* Assignment 1:
Decide whether each of the statements (a), (b), and (c) agrees with the text on the Atlanta, answering yes or no and quoting the words of the text that settle it. (a) The Atlanta was built by the Cleveland Dry Dock Company. (b) The ship's engine was rated at 1,129 horsepower. (c) The Atlanta was launched in April 1891.
* Assignment 2:
Rewrite the text on the Atlanta from "The Atlanta (Official" to "Scotch marine boilers.", replacing "ship" with "steamer".

Start of Given text

The Atlanta (Official number 106823) was built in 1891 in Cleveland, Ohio, by the Cleveland Dry Dock Company as a passenger and package freight vessel. She was built for the Goodrich Transportation Company of Kenosha, Wisconsin. The ship had an overall length of 220 ft and was 200 ft long between perpendiculars. The hull was 32.2 ft wide and was 22.6 ft deep. The ship had a gross tonnage of 1129.17 tons and a net tonnage of 958.06 tons. The Atlanta was equipped with a 900-horsepower fore and aft compound steam engine; the steam for the engine was provided by two Scotch marine boilers.

The Atlanta was launched on April 25, 1891. The ship was used to transport passengers and package freight across Lake Michigan. The Atlanta regularly made trips to Chicago, Illinois; Muskegon, Michigan; and Grand Haven, Michigan. The ship ran these trips in the shipping season between March and December before it was laid up for the winter. In 1895 the Atlantas two Scotch boilers were replaced with new ones. The new boilers were located further forward inside the hull, this brought the stern 20 in out of the water. The ship also received a new and wider afterbody. The Atlanta was later put on Wisconsin's winter fleet, and it visited ports on Lake Michigan from Chicago to Green Bay and Marinette, Wisconsin.

End of Given text
Start of Supplied information

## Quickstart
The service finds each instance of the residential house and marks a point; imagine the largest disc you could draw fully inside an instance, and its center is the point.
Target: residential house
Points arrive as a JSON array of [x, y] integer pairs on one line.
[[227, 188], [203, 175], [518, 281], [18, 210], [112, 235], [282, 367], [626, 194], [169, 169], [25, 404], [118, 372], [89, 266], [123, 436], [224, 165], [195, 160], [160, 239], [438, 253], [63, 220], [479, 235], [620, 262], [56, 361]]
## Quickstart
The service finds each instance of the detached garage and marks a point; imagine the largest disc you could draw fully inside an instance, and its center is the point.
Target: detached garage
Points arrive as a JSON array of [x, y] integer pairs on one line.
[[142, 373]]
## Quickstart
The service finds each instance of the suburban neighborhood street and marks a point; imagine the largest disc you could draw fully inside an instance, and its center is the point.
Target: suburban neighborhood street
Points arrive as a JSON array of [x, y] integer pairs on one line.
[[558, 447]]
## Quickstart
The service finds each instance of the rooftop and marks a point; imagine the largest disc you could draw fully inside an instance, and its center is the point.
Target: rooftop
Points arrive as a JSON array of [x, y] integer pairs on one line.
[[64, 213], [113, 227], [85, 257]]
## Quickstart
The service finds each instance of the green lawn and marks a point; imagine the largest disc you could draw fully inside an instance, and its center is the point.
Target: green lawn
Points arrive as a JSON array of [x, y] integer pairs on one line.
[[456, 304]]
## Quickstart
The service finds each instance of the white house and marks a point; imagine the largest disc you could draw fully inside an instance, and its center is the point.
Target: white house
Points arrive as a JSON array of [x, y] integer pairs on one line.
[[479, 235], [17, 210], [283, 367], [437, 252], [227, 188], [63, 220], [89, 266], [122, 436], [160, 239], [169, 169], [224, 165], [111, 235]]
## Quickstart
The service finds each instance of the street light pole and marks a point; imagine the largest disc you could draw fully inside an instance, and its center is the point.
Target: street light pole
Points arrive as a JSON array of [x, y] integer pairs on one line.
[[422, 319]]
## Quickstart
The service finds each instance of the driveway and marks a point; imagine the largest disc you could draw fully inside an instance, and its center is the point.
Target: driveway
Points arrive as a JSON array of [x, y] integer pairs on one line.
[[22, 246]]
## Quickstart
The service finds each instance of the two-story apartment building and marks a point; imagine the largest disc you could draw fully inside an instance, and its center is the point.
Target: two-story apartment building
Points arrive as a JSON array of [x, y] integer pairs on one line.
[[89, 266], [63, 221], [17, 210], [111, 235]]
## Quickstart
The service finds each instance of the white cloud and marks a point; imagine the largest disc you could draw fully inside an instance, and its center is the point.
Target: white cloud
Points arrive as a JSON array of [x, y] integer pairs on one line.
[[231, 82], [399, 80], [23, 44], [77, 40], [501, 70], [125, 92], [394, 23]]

End of Supplied information

* Response 1:
(a) Yes: "by the Cleveland Dry Dock Company"
(b) No: "a 900-horsepower fore and aft compound steam engine"
(c) Yes: "The Atlanta was launched on April 25, 1891."

* Response 2:
The Atlanta (Official number 106823) was built in 1891 in Cleveland, Ohio, by the Cleveland Dry Dock Company as a passenger and package freight vessel. She was built for the Goodrich Transportation Company of Kenosha, Wisconsin. The steamer had an overall length of 220 ft and was 200 ft long between perpendiculars. The hull was 32.2 ft wide and was 22.6 ft deep. The steamer had a gross tonnage of 1129.17 tons and a net tonnage of 958.06 tons. The Atlanta was equipped with a 900-horsepower fore and aft compound steam engine; the steam for the engine was provided by two Scotch marine boilers.